(Data items)

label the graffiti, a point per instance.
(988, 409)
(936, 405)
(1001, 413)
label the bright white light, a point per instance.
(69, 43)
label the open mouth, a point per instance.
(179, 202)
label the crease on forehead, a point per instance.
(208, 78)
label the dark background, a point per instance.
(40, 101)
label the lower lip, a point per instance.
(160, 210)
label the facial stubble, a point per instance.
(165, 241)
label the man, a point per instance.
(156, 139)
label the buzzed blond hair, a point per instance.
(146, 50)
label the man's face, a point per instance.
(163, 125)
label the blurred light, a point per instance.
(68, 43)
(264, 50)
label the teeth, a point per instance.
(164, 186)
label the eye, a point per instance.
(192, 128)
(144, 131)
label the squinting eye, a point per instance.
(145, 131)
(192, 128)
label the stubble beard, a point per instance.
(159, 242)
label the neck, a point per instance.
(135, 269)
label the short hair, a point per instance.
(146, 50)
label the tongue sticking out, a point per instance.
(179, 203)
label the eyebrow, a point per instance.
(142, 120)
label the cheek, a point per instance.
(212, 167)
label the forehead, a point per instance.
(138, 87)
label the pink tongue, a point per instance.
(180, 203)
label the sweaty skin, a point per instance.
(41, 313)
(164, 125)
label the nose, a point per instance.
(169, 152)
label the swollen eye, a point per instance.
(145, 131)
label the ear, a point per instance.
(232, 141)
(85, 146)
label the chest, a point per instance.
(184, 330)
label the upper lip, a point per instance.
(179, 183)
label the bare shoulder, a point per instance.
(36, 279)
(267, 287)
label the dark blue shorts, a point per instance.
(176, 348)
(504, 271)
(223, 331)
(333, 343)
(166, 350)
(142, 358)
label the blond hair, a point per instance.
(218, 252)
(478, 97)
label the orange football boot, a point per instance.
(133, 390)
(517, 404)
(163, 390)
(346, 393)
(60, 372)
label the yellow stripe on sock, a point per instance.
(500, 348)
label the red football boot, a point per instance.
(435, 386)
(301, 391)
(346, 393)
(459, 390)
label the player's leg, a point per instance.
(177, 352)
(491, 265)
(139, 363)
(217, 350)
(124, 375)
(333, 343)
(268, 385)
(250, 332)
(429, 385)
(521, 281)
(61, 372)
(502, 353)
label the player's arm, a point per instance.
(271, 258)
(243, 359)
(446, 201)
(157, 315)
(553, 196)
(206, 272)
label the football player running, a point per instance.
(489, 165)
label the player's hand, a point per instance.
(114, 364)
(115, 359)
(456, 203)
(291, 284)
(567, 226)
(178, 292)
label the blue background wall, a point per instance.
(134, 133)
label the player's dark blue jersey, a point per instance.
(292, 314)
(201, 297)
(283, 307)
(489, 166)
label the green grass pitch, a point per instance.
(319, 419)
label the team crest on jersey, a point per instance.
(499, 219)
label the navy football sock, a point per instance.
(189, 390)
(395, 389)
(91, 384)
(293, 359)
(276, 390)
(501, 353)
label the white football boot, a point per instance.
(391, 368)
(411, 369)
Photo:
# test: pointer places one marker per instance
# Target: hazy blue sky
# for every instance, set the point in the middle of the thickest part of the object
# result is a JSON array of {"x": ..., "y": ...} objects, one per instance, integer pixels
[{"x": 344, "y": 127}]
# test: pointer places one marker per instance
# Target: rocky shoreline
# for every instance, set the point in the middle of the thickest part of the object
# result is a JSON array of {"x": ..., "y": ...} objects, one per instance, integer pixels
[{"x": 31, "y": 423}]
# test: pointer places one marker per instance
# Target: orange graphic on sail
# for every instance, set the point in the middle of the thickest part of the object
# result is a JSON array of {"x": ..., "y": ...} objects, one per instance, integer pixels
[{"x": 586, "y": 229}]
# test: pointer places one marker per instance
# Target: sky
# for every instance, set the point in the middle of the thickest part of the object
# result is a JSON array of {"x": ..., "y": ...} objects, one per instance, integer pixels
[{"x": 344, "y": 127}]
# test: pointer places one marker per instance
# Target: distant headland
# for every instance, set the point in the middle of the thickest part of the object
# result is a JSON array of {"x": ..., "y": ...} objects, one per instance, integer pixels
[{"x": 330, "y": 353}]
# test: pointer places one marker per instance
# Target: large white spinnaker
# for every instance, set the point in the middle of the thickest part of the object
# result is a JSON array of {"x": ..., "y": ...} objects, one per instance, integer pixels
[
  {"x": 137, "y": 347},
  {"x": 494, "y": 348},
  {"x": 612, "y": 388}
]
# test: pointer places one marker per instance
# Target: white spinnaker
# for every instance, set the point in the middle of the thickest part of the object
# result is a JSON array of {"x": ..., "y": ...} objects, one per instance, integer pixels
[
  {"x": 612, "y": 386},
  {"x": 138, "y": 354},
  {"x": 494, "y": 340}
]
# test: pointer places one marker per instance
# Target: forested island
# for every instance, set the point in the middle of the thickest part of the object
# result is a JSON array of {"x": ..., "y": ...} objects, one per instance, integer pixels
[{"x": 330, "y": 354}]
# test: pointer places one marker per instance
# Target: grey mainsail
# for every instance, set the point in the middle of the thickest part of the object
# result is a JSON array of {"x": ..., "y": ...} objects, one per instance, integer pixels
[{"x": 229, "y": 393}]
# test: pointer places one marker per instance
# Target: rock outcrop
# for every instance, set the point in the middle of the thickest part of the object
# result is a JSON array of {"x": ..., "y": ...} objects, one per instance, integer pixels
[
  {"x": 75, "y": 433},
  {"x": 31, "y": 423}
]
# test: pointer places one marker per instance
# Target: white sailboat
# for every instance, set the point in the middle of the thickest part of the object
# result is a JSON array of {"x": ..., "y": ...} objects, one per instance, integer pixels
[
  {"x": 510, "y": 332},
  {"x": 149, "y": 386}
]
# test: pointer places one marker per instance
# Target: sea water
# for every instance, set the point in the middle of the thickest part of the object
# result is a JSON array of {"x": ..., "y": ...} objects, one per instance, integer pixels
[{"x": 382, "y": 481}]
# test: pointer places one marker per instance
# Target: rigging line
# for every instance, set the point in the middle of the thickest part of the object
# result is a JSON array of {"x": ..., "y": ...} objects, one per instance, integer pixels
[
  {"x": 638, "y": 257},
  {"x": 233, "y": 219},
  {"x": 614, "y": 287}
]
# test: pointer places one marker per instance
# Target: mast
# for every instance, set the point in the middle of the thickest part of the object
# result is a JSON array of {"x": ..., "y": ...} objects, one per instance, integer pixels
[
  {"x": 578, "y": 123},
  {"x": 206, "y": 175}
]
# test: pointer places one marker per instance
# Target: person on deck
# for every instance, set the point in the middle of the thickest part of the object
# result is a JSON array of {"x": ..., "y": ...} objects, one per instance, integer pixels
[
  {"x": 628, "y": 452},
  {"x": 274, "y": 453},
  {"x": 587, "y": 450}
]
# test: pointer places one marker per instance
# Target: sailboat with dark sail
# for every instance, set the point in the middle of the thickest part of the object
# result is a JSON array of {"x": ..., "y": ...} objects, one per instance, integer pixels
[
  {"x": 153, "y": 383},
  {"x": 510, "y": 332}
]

**Goal of the exercise:** Transcribe each record exactly. Leave nothing out.

**Written solution:**
label the graffiti, a point per instance.
(988, 409)
(936, 405)
(1001, 413)
label the bright white light, a point per instance.
(69, 43)
label the open mouth, a point per instance.
(179, 202)
label the crease on forehead, a point per instance.
(208, 78)
label the dark background, a point per instance.
(40, 101)
label the lower lip, a point per instance.
(160, 210)
label the facial stubble, a point per instance.
(165, 241)
label the man, a point per instance.
(156, 139)
label the buzzed blond hair, a point per instance.
(146, 50)
label the man's face, a point per instance.
(163, 125)
label the blurred light, a point per instance.
(68, 43)
(264, 50)
label the teeth, a point per instance.
(164, 186)
label the eye, a point per instance.
(192, 128)
(144, 131)
label the squinting eye, a point per instance.
(145, 131)
(192, 128)
label the stubble beard, a point per instance.
(159, 242)
label the neck, a point per instance.
(135, 269)
label the short hair, a point per instance.
(146, 50)
label the tongue sticking out, a point per instance.
(179, 203)
label the eyebrow, a point per instance.
(142, 120)
label the cheek, a point per instance.
(212, 167)
label the forehead, a point per instance.
(138, 87)
label the pink tongue, a point per instance.
(180, 203)
label the sweaty skin, a point per instance.
(41, 313)
(164, 125)
label the nose, a point per instance.
(169, 152)
label the swollen eye, a point per instance.
(145, 131)
label the ear, a point per instance.
(232, 141)
(85, 146)
label the chest, a point per instance.
(184, 330)
label the upper lip, a point per instance.
(179, 183)
label the bare shoulder, a point per instance.
(36, 279)
(267, 287)
label the dark blue shorts, a point per instance.
(176, 348)
(504, 271)
(223, 331)
(333, 343)
(166, 350)
(142, 358)
label the blond hair, a point per instance.
(218, 252)
(478, 97)
label the orange football boot, a point per instance.
(133, 390)
(517, 404)
(163, 390)
(346, 393)
(60, 372)
label the yellow stripe on sock, a point per instance.
(500, 348)
label the red football boot, a point per instance.
(435, 386)
(301, 391)
(346, 393)
(459, 390)
label the player's leg, a point per instance.
(177, 352)
(491, 265)
(139, 363)
(217, 350)
(124, 375)
(333, 343)
(268, 385)
(250, 332)
(429, 385)
(521, 281)
(61, 372)
(502, 353)
label the player's arm, a point per instance.
(271, 258)
(243, 359)
(446, 201)
(157, 315)
(553, 196)
(206, 272)
label the football player running, a point per instance.
(489, 165)
label the player's hand, a point per instance.
(114, 364)
(115, 359)
(456, 203)
(291, 284)
(567, 226)
(178, 292)
label the blue background wall, a point per instance.
(134, 133)
label the player's dark blue jersey, a point per instance.
(292, 314)
(201, 297)
(283, 307)
(489, 166)
label the green grass pitch, a point per instance.
(319, 419)
label the team crest on jersey, a point per instance.
(499, 219)
label the navy football sock, a point per instance.
(189, 390)
(395, 389)
(91, 384)
(293, 359)
(276, 390)
(501, 353)
label the white football boot, a point per instance.
(391, 368)
(411, 369)
Photo:
# test: pointer places one marker per instance
# Target: hazy blue sky
# for every instance, set the point in the middle of the thickest part of the object
# result is a JSON array of {"x": ..., "y": ...} objects, one per instance, integer pixels
[{"x": 344, "y": 127}]
# test: pointer places one marker per instance
# Target: rocky shoreline
# for every instance, set the point in the middle of the thickest part of the object
# result is a JSON array of {"x": ..., "y": ...} objects, one per instance, integer pixels
[{"x": 31, "y": 423}]
# test: pointer places one marker per instance
# Target: orange graphic on sail
# for every instance, set the point in the middle of the thickest part of the object
# result is a JSON array of {"x": ..., "y": ...} objects, one per instance, integer pixels
[{"x": 586, "y": 229}]
# test: pointer places one marker per instance
# Target: sky
# for every instance, set the point in the middle of the thickest part of the object
# result is a JSON array of {"x": ..., "y": ...} objects, one per instance, integer pixels
[{"x": 344, "y": 127}]
# test: pointer places one marker per instance
# Target: distant headland
# for every instance, set the point in the middle of the thickest part of the object
# result is a JSON array of {"x": ..., "y": ...} objects, one per instance, integer pixels
[{"x": 330, "y": 353}]
# test: pointer places one marker per instance
# Target: large white spinnaker
# for every instance, set the point in the middle of the thickest part of the object
# result is a JSON array of {"x": ..., "y": ...} objects, one per instance, integer pixels
[
  {"x": 137, "y": 347},
  {"x": 494, "y": 348},
  {"x": 612, "y": 388}
]
# test: pointer places one marker per instance
# Target: white spinnaker
# for every instance, set the point in the middle of the thickest part of the object
# result is a JSON array of {"x": ..., "y": ...} objects, one per instance, integer pixels
[
  {"x": 612, "y": 386},
  {"x": 138, "y": 354},
  {"x": 494, "y": 340}
]
# test: pointer places one marker per instance
# Target: forested island
# for every instance, set the point in the middle of the thickest part of the object
# result is a JSON array of {"x": ..., "y": ...} objects, one per instance, integer pixels
[{"x": 330, "y": 354}]
# test: pointer places one marker per instance
# Target: grey mainsail
# for every instance, set the point in the middle of the thickest part of the object
# result is a JSON array of {"x": ..., "y": ...} objects, one per instance, integer pixels
[{"x": 229, "y": 393}]
# test: pointer places one marker per instance
# Target: rock outcrop
# for every instance, set the point in the middle of the thickest part of the object
# result is a JSON array of {"x": ..., "y": ...} objects, one per instance, integer pixels
[
  {"x": 75, "y": 433},
  {"x": 31, "y": 423}
]
# test: pointer places one marker per instance
# Target: white sailboat
# for every instance, set the point in the middle of the thickest part of the object
# result is a JSON array of {"x": ..., "y": ...} objects, one per instance, integer pixels
[
  {"x": 510, "y": 332},
  {"x": 149, "y": 386}
]
# test: pointer places one marker per instance
# Target: sea water
# for every instance, set the point in the middle of the thickest part of the object
# result is a JSON array of {"x": ..., "y": ...} objects, one per instance, integer pixels
[{"x": 382, "y": 481}]
# test: pointer places one marker per instance
# Target: rigging line
# for every instance, set the point in the middle of the thickest part of the object
# result is a JSON array of {"x": ..., "y": ...} objects, one per instance, integer pixels
[
  {"x": 638, "y": 257},
  {"x": 233, "y": 219},
  {"x": 614, "y": 287}
]
# test: pointer places one marker per instance
# Target: mast
# for every instance, set the point in the middle of the thickest part of the object
# result is a JSON array of {"x": ..., "y": ...} objects, one per instance, integer pixels
[
  {"x": 578, "y": 123},
  {"x": 206, "y": 175}
]
# test: pointer places one marker per instance
# Target: person on deck
# for every instance, set the point in the middle of the thickest part of the object
# result is a JSON array of {"x": ..., "y": ...} objects, one per instance, integer pixels
[
  {"x": 628, "y": 452},
  {"x": 274, "y": 453},
  {"x": 587, "y": 450}
]
# test: pointer places one marker per instance
# Target: sailboat with dark sail
# for every instance, set the point in the middle of the thickest part of the object
# result is a JSON array of {"x": ..., "y": ...} objects, one per instance, integer pixels
[
  {"x": 153, "y": 383},
  {"x": 510, "y": 332}
]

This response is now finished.